## DESCRIPTION OF THE TASK
Below is some material; transcribe all of it exactly.

*** RECORDS SHOWN

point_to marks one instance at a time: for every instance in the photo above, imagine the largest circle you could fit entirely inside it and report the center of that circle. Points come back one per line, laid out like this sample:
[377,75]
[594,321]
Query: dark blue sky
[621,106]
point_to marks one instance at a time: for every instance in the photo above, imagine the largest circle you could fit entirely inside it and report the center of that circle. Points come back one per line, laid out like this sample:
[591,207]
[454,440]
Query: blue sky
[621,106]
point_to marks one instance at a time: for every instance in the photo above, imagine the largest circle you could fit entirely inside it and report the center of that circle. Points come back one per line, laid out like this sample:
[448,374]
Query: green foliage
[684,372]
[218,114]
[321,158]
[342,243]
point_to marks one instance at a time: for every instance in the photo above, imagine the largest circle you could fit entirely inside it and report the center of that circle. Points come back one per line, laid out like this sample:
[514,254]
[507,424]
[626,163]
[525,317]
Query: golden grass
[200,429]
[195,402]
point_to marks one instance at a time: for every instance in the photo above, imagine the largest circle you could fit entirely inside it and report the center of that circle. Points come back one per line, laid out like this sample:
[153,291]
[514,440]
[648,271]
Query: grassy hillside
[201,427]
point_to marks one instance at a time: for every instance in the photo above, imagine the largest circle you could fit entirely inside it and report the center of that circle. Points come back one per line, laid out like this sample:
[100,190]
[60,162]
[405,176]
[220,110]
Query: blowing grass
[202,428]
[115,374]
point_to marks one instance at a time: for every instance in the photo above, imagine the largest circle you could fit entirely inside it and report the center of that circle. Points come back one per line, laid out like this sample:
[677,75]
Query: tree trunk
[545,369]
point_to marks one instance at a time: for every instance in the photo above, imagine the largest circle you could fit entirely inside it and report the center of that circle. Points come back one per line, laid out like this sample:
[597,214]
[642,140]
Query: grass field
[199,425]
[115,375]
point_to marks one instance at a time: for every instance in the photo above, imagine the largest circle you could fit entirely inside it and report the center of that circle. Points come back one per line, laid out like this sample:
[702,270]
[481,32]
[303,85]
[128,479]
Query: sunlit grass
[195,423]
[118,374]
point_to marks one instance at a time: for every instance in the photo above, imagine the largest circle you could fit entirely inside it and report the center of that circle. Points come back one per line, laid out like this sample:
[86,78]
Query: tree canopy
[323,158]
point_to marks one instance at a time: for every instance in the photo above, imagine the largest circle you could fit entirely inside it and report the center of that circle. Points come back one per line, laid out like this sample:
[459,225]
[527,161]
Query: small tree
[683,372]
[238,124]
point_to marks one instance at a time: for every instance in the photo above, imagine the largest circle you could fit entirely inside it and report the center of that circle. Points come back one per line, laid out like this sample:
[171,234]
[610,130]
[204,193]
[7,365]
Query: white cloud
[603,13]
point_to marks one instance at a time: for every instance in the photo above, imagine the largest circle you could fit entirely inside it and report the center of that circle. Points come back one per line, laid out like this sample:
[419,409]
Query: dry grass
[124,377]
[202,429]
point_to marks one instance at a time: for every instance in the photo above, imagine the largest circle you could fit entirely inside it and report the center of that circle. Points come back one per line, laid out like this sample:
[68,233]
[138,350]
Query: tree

******

## COMPLETED EXERCISE
point_to marks one instance at a time: for every instance in the photo above, imagine the largest circle you could fit entirely inside it and report the center of that circle. Points come back one per line, laid out like this sample:
[377,75]
[594,321]
Query: dark blue sky
[621,106]
point_to marks one instance at a time: for every instance in the photo above, imagine the largest circle you could fit entirely inside it and report the center of that circle. Points come back one per line, laid out like this sample:
[591,207]
[454,440]
Query: blue sky
[621,106]
point_to marks one instance at a time: for every instance in the photo above, imagine the largest circle you could fit entirely inside it and report the center of that circle. Points come back one per line, laid out like this sample:
[448,374]
Query: green foliage
[684,372]
[218,114]
[321,158]
[342,243]
point_to marks one instance at a time: for every instance in the photo above, imagine the largest circle you could fit entirely inside it and report the center of that circle. Points come back one per line, laid out like this sample:
[514,254]
[507,424]
[626,163]
[525,317]
Query: golden grass
[200,429]
[195,402]
point_to marks one instance at a time: for every instance in the photo above, imagine the largest circle you could fit entirely inside it and report the center of that circle. Points come back one per line, laid out like this sample:
[153,291]
[514,440]
[648,271]
Query: grassy hillside
[201,427]
point_to marks one instance at a time: for every instance in the photo above, imagine the largest circle you could fit entirely inside it and report the center of that circle. Points come back one per line, laid out like this sample:
[100,190]
[60,162]
[405,176]
[220,110]
Query: blowing grass
[202,428]
[115,374]
point_to marks one instance at a time: for every instance in the photo above, imagine the largest circle you could fit entirely inside it and report the center of that circle. Points come back one per line, laid out like this sample:
[677,75]
Query: tree trunk
[545,369]
point_to marks one instance at a time: for every instance in the photo above, imagine the largest circle you could fit entirely inside it and report the center of that circle. Points come back one per line, laid out like this sample:
[597,214]
[642,140]
Query: grass field
[199,425]
[115,375]
point_to marks one instance at a time: for every instance in the photo above, imagine the largest circle you could fit entirely inside it and report the center of that circle. Points come back one per line, laid out like this sample:
[702,270]
[481,32]
[303,85]
[128,479]
Query: sunlit grass
[195,423]
[118,374]
point_to marks one instance at a time: for every instance in the photo above, imagine the largest circle you could fit entirely inside it and report the center of that circle. Points come back one per line, laid out like this sample:
[86,78]
Query: tree canopy
[323,158]
point_to marks one instance at a time: for every instance in the photo above, imagine the largest circle you could fit entirely inside it and report the center of that circle. Points come back one per line, laid out like this sample:
[459,225]
[527,161]
Query: small tree
[683,372]
[238,124]
point_to marks one instance at a time: for every instance in the photo above, imagine the largest circle you could fit entirely inside it and report the center of that circle. Points come back one per line, laid out like this sample:
[171,234]
[610,130]
[204,193]
[7,365]
Query: white cloud
[603,13]
point_to marks one instance at a time: for every instance in the photo above, imagine the largest circle you could fit entirely inside it and report the center of that circle. Points come back one per line, laid out like this sample:
[419,409]
Query: dry grass
[124,377]
[202,429]
point_to marks one instance at a time: for every instance in the photo above, imagine the largest circle you could fit entirely inside it and report the center of that circle. Points come back one per line, laid out like this sample:
[68,233]
[138,350]
Query: tree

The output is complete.